Activity:
Each line in the data holding "bokeh" should be listed.

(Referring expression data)
*-*-*

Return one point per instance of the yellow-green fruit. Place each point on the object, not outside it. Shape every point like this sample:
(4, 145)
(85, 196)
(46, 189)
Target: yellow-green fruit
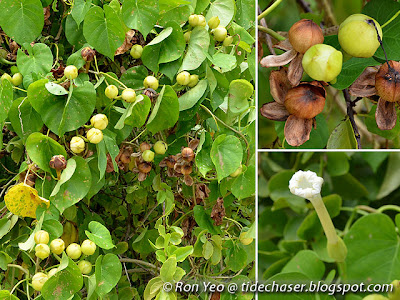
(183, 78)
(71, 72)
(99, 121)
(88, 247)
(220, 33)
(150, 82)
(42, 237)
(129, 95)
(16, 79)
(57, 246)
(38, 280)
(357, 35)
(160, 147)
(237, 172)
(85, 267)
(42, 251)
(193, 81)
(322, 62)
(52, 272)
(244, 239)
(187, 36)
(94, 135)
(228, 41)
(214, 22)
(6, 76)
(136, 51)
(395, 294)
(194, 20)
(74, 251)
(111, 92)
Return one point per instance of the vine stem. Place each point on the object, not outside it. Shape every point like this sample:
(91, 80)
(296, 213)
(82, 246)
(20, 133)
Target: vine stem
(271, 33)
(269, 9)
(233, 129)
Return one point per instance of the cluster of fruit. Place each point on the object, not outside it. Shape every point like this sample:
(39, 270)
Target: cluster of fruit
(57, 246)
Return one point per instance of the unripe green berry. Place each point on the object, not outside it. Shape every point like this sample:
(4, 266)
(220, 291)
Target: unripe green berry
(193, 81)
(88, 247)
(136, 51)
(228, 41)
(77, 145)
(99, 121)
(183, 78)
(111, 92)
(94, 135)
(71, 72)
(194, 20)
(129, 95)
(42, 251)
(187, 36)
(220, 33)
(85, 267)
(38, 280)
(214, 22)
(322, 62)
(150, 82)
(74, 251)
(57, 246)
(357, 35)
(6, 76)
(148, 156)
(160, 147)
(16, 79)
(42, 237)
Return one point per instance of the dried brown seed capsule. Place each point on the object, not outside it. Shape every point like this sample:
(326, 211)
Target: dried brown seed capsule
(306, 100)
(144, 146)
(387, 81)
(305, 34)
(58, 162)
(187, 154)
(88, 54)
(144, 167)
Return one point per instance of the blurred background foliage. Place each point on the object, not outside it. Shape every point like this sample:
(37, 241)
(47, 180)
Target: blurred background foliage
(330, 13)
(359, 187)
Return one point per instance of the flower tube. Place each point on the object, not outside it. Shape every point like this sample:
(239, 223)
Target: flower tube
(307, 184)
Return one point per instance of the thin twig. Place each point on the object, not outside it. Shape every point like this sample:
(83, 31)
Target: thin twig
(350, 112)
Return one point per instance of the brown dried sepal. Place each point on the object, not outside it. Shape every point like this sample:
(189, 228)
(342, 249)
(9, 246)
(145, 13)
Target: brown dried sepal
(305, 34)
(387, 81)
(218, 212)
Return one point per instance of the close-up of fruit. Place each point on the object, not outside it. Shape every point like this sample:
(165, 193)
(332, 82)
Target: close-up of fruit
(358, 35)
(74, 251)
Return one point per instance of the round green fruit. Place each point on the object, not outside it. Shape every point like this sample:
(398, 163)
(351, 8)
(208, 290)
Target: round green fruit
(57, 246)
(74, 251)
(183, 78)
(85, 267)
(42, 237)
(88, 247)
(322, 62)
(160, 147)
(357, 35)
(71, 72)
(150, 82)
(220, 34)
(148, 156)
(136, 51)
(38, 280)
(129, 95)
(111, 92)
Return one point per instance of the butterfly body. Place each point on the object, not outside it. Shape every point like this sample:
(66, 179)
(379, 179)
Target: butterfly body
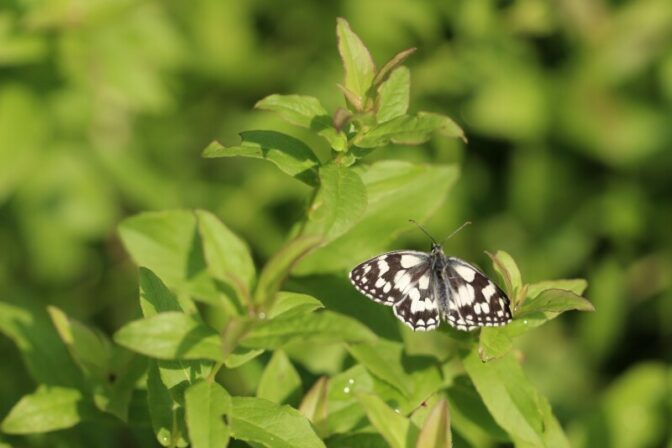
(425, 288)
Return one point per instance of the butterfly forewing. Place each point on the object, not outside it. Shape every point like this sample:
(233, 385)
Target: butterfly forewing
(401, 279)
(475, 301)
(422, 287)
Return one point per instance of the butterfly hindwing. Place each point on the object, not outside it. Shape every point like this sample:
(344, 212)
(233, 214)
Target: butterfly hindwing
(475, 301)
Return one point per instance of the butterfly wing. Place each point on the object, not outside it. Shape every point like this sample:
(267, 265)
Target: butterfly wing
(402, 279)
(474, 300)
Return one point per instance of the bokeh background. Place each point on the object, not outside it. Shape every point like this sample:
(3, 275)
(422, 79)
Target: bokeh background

*-*-*

Response area:
Return one point per instance of the bokeh background. Place each point on the object, not outside it. Shape every point like this sample:
Target: bokeh background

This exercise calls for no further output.